**What to work on**
Rewrite each line of the items below as a string in a JSON list, one string per line, with blank lines left out.

**Records supplied**

☆ ☆ ☆ ☆ ☆ ☆ ☆

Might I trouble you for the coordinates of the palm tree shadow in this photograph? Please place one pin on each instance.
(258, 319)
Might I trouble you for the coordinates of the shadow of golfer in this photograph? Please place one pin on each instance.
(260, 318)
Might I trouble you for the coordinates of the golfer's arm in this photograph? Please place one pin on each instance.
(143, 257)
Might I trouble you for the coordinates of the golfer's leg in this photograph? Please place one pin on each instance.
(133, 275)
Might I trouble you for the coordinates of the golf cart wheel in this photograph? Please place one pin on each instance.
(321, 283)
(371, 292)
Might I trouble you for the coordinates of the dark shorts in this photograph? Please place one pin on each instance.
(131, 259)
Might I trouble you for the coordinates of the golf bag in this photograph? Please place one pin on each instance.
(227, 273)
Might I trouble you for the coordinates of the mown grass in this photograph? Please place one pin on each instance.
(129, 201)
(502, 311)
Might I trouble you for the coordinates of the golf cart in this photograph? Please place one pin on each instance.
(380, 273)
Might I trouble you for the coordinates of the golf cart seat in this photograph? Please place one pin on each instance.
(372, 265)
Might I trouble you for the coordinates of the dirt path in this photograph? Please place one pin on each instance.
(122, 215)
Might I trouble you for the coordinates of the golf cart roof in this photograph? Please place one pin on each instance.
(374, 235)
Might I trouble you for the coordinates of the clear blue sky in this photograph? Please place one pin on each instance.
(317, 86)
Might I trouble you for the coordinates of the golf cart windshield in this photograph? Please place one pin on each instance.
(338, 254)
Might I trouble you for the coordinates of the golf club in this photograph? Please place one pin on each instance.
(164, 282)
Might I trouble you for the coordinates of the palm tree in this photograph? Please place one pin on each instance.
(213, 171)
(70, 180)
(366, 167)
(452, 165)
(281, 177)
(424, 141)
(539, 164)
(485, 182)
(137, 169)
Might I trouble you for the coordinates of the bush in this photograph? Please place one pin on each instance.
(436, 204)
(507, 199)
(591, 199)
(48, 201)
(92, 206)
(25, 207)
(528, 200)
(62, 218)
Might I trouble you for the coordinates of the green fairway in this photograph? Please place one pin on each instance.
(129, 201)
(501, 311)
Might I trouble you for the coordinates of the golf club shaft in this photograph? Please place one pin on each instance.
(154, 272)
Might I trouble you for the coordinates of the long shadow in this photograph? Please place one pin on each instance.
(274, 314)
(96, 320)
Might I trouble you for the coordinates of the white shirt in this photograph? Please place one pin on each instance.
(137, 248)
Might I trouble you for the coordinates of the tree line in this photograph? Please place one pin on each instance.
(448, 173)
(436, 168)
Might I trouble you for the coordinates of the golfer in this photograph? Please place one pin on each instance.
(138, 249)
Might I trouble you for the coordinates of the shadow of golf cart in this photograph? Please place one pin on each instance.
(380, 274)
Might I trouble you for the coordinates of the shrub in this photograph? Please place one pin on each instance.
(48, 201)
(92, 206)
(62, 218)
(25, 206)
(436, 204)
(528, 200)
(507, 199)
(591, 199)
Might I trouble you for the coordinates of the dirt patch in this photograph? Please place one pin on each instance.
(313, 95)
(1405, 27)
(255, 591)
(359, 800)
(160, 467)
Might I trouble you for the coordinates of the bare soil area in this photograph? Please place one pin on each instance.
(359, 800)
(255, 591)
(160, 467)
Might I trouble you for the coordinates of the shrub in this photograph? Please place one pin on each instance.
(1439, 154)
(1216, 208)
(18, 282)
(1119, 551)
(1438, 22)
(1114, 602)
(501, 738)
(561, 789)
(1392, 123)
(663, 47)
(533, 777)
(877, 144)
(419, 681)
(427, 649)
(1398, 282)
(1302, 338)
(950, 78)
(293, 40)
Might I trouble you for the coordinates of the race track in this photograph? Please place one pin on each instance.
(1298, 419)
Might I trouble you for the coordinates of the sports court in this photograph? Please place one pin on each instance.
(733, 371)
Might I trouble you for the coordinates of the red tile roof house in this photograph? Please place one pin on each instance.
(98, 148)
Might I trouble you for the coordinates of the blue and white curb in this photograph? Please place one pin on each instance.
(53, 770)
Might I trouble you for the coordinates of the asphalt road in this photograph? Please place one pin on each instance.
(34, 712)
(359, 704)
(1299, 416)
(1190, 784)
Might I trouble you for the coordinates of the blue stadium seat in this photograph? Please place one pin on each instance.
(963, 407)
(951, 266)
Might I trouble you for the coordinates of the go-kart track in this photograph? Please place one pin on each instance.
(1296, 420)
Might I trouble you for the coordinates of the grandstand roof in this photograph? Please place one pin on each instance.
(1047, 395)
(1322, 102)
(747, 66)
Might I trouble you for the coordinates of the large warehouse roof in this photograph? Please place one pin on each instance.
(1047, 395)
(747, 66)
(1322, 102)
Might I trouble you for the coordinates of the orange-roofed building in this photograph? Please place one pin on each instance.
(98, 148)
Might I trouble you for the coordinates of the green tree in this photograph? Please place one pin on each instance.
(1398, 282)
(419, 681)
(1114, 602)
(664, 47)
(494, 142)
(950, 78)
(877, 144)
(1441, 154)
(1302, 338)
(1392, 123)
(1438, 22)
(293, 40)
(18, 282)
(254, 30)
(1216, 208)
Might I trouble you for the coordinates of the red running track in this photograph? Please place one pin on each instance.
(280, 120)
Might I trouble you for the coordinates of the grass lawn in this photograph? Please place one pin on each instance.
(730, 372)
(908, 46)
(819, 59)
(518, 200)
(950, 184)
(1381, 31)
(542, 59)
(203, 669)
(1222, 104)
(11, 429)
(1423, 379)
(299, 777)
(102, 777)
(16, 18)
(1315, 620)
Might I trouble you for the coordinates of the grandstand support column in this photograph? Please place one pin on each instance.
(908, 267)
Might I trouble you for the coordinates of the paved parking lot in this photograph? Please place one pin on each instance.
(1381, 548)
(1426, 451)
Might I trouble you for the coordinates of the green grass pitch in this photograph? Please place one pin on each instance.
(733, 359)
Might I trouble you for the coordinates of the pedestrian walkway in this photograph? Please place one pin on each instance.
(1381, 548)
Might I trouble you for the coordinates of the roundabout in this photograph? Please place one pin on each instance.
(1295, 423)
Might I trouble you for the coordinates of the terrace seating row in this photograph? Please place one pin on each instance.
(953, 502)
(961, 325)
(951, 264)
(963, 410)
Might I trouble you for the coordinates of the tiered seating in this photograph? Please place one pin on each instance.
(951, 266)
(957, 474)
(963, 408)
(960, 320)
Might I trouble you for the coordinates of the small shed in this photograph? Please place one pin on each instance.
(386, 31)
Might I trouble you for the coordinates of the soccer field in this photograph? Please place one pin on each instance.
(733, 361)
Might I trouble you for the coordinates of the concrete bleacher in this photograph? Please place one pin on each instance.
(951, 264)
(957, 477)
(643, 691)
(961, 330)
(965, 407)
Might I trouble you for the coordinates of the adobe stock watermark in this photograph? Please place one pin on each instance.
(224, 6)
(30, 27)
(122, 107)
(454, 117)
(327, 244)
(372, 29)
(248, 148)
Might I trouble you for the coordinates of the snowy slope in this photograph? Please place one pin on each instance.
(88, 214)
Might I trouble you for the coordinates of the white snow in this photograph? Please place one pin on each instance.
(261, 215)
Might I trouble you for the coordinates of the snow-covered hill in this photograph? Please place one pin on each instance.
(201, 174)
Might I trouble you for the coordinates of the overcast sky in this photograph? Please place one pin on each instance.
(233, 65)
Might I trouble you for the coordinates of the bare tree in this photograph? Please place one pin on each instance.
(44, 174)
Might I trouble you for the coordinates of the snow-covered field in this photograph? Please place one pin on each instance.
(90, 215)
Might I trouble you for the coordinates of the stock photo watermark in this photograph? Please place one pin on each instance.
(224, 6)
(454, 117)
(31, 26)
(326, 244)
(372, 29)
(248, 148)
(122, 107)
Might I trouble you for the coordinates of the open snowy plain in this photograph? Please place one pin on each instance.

☆ ☆ ☆ ☆ ☆ ☆ ☆

**Response below**
[
  "Might I trouble you for the coordinates of the palm tree shadow in this photograph? Please place one pin on each instance.",
  "(258, 319)",
  "Might I trouble you for the coordinates of the shadow of golfer in this photograph? Please place one pin on each instance.",
  "(260, 318)",
  "Might I trouble you for the coordinates of the golfer's arm in this photograph? Please place one pin on each instance.",
  "(143, 257)",
  "Might I trouble you for the coordinates of the golfer's leg in this photograph? Please place one pin on each instance.",
  "(133, 275)",
  "Might I trouble you for the coordinates of the golf cart wheel in this photograph? Please place one pin on each instance.",
  "(321, 283)",
  "(371, 292)",
  "Might I trouble you for the coordinates of the dark shorts in this photograph? Please place one pin on each instance.",
  "(131, 259)",
  "Might I trouble you for the coordinates of the golf bag in this photograph? Please place one pin on each instance.",
  "(227, 273)",
  "Might I trouble you for the coordinates of the mown grass in this photograph? Please place one pin on each instance.",
  "(129, 201)",
  "(502, 311)",
  "Might I trouble you for the coordinates of the golf cart in this photograph? Please place one pin on each instance.",
  "(380, 273)",
  "Might I trouble you for the coordinates of the golf cart seat in this photograph? Please place one pin on each instance.",
  "(372, 265)",
  "Might I trouble you for the coordinates of the dirt path in this photograph? Please place one pin on each instance.",
  "(122, 215)",
  "Might I trouble you for the coordinates of the golf cart roof in this photograph? Please place one pin on each instance.",
  "(374, 235)",
  "Might I trouble you for the coordinates of the clear blue sky in this photograph? Please place one pin on each instance.",
  "(317, 86)",
  "Might I trouble you for the coordinates of the golf cart windshield in this photograph? Please place one pin on each instance.",
  "(338, 254)",
  "Might I trouble you for the coordinates of the golf club in this photograph? Please place one pin on each instance.",
  "(164, 282)",
  "Might I trouble you for the coordinates of the palm tree in this photograph? Please place one pin on each instance.",
  "(213, 171)",
  "(70, 180)",
  "(366, 167)",
  "(452, 165)",
  "(281, 177)",
  "(424, 141)",
  "(539, 164)",
  "(485, 182)",
  "(137, 169)",
  "Might I trouble you for the coordinates of the bush in this photograph? Please place one pin on each instance.",
  "(436, 204)",
  "(507, 199)",
  "(591, 199)",
  "(48, 201)",
  "(92, 206)",
  "(25, 207)",
  "(528, 200)",
  "(62, 218)",
  "Might I trouble you for the coordinates of the green fairway in this photograph? Please place one pin on each instance.",
  "(129, 201)",
  "(501, 311)",
  "Might I trouble you for the coordinates of the golf club shaft in this photograph? Please place one pin on each instance.",
  "(154, 272)",
  "Might I trouble you for the coordinates of the long shadow in this photograph? Please place one pin on each instance.",
  "(274, 314)",
  "(96, 320)",
  "Might I trouble you for the coordinates of the white shirt in this photograph? Please place one pin on each instance.",
  "(137, 248)",
  "Might I trouble you for the coordinates of the tree line in this photograph? Please place one pin on each instance.",
  "(448, 173)",
  "(436, 168)",
  "Might I trouble you for the coordinates of the golfer in this photograph? Please place one pin on each instance.",
  "(138, 249)",
  "Might I trouble you for the coordinates of the shadow of golf cart in this photograph? Please place one pin on each instance.",
  "(380, 274)",
  "Might I trouble you for the coordinates of the shrub in this photograph? Please place one pin on each instance.",
  "(48, 201)",
  "(92, 206)",
  "(62, 218)",
  "(25, 206)",
  "(436, 204)",
  "(528, 200)",
  "(507, 199)",
  "(591, 199)",
  "Might I trouble you for the coordinates of the dirt patch in this photograph? Please place one pin on each instance.",
  "(313, 95)",
  "(1405, 27)",
  "(255, 591)",
  "(359, 800)",
  "(160, 467)",
  "Might I trouble you for the coordinates of the bare soil area in this photograph? Please place one pin on each instance.",
  "(359, 800)",
  "(255, 591)",
  "(160, 467)",
  "Might I trouble you for the coordinates of the shrub in this photograph? Please place one pin on each instance.",
  "(1439, 154)",
  "(1216, 208)",
  "(18, 282)",
  "(1119, 551)",
  "(1438, 22)",
  "(1114, 602)",
  "(501, 738)",
  "(561, 789)",
  "(1392, 123)",
  "(663, 47)",
  "(533, 777)",
  "(877, 144)",
  "(419, 681)",
  "(427, 649)",
  "(1398, 282)",
  "(1302, 338)",
  "(950, 78)",
  "(293, 40)",
  "Might I trouble you for the coordinates of the race track in this photograph? Please place one pin on each instance.",
  "(1298, 419)",
  "Might I trouble you for the coordinates of the sports court in this photograph? Please place one pin on each instance.",
  "(733, 371)",
  "Might I trouble you for the coordinates of the red tile roof house in this photograph? Please place one pin on each instance.",
  "(98, 148)",
  "Might I trouble you for the coordinates of the blue and white curb in this photograph? Please place one pin on each instance.",
  "(53, 770)",
  "Might I trouble you for the coordinates of the asphalt road in this photograph? Please place one pin on each instance.",
  "(34, 712)",
  "(359, 704)",
  "(1299, 416)",
  "(1190, 784)",
  "Might I trouble you for the coordinates of the blue stadium seat in this photograph? Please place one pin on each instance.",
  "(963, 407)",
  "(951, 266)",
  "Might I trouble you for the coordinates of the go-kart track in this photograph? Please place one pin on each instance.",
  "(1296, 420)",
  "Might I trouble you for the coordinates of the grandstand roof in this photograph? Please place one pin on each instance.",
  "(1047, 395)",
  "(1322, 102)",
  "(747, 66)",
  "Might I trouble you for the coordinates of the large warehouse roof in this photograph? Please place one pin on each instance.",
  "(1047, 395)",
  "(747, 66)",
  "(1322, 102)",
  "Might I trouble you for the coordinates of the orange-roofed building in this photograph? Please place one pin on each instance.",
  "(98, 148)",
  "Might I trouble you for the coordinates of the green tree in this photograph? Please place one pin on each instance.",
  "(1398, 282)",
  "(419, 681)",
  "(1114, 602)",
  "(664, 47)",
  "(494, 142)",
  "(950, 78)",
  "(877, 144)",
  "(1441, 154)",
  "(1302, 338)",
  "(1392, 123)",
  "(1438, 22)",
  "(293, 40)",
  "(18, 282)",
  "(254, 30)",
  "(1216, 208)",
  "Might I trouble you for the coordinates of the red running track in this photograph? Please place one pin on each instance.",
  "(280, 120)",
  "Might I trouble you for the coordinates of the grass lawn in this photograph? Please place one pin on each instance.",
  "(730, 372)",
  "(908, 46)",
  "(819, 59)",
  "(518, 200)",
  "(950, 184)",
  "(1381, 31)",
  "(542, 59)",
  "(203, 669)",
  "(1222, 104)",
  "(11, 429)",
  "(1423, 379)",
  "(299, 777)",
  "(102, 777)",
  "(16, 18)",
  "(1315, 620)",
  "Might I trouble you for the coordinates of the grandstand support column in this photograph? Please place one pin on each instance.",
  "(908, 267)",
  "Might I trouble you for the coordinates of the paved parking lot in this photograph? Please place one pin on each instance.",
  "(1381, 548)",
  "(1426, 451)",
  "Might I trouble you for the coordinates of the green grass pitch in this photograph? Please place one pin on each instance.",
  "(733, 359)",
  "Might I trouble you for the coordinates of the pedestrian walkway in this photograph? Please place one pin on each instance.",
  "(1381, 548)",
  "Might I trouble you for the coordinates of the roundabout in this photograph? Please place one pin on each instance.",
  "(1295, 423)",
  "Might I trouble you for the coordinates of the terrace seating row in this photograph? Please place one pin on each instance.",
  "(953, 502)",
  "(961, 325)",
  "(951, 264)",
  "(963, 410)",
  "Might I trouble you for the coordinates of the tiered seating in this photograph? Please place one pin on each instance.",
  "(951, 266)",
  "(957, 474)",
  "(963, 408)",
  "(960, 320)",
  "Might I trouble you for the coordinates of the small shed in this photograph? Please place one pin on each instance.",
  "(386, 31)",
  "Might I trouble you for the coordinates of the soccer field in this photograph? Please place one pin on each instance.",
  "(733, 361)",
  "Might I trouble you for the coordinates of the concrete bleacher in this photograph? Please place one pin on each instance.",
  "(951, 264)",
  "(957, 477)",
  "(643, 691)",
  "(961, 330)",
  "(965, 407)",
  "Might I trouble you for the coordinates of the adobe stock watermark in this photograph? Please place one pin on each instance.",
  "(224, 6)",
  "(30, 27)",
  "(122, 107)",
  "(454, 117)",
  "(327, 244)",
  "(372, 29)",
  "(248, 148)",
  "Might I trouble you for the coordinates of the snowy slope in this photograph? Please place one pin on each instance.",
  "(88, 214)",
  "Might I trouble you for the coordinates of the white snow in this photograph? Please place one pin on each instance.",
  "(261, 215)",
  "Might I trouble you for the coordinates of the snow-covered hill in this photograph? Please place one pin on each instance.",
  "(201, 174)",
  "Might I trouble you for the coordinates of the overcast sky in this photograph? Please place one pin on each instance.",
  "(233, 65)",
  "Might I trouble you for the coordinates of the bare tree in this photograph? Please place one pin on each instance.",
  "(44, 174)",
  "Might I trouble you for the coordinates of the snow-covered field in this photograph? Please place one pin on each instance.",
  "(90, 215)",
  "Might I trouble you for the coordinates of the stock photo watermark in this photograph? Please place one pin on each instance.",
  "(224, 6)",
  "(454, 117)",
  "(31, 26)",
  "(326, 244)",
  "(372, 29)",
  "(248, 148)",
  "(122, 107)",
  "Might I trouble you for the coordinates of the open snowy plain in this photograph? Please place one pin on each instance."
]